Direction -> How many lines of the listing below contain the word "walking"? Reply with the number alone.

>> Begin Data entries

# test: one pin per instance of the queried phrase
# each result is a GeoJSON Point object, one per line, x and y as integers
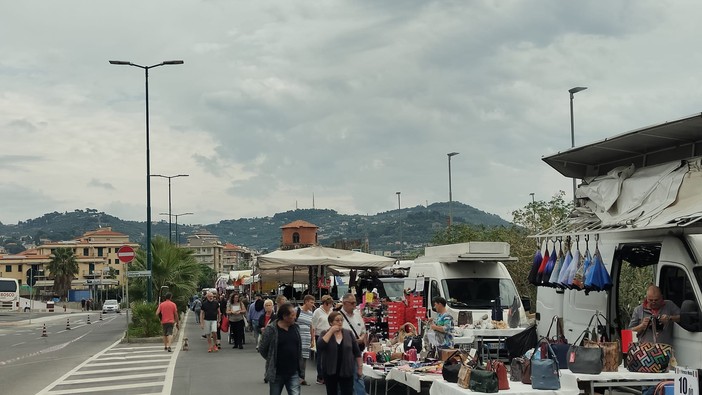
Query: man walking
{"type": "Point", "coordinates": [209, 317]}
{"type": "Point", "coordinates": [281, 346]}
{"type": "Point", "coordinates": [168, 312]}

>> End Data entries
>> Begin Data entries

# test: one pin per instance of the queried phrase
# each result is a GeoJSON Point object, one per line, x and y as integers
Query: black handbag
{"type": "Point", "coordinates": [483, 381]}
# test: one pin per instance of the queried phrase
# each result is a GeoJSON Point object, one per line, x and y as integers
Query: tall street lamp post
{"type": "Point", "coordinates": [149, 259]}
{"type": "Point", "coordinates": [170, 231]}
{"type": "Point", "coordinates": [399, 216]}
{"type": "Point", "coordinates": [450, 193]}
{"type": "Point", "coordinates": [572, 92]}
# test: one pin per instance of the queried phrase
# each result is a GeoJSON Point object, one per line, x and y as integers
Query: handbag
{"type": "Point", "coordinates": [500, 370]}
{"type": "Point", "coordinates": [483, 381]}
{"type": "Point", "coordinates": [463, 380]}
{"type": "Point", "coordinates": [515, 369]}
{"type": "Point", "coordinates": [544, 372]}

>> End Data entries
>> Begin Data entries

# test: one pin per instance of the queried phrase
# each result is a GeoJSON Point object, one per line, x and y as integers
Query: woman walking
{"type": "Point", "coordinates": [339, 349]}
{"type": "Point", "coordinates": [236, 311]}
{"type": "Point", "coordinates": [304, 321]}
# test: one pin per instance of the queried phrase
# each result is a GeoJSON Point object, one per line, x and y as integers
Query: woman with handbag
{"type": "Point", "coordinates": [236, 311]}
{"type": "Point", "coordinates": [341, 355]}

>> End Data entries

Written answer -> 2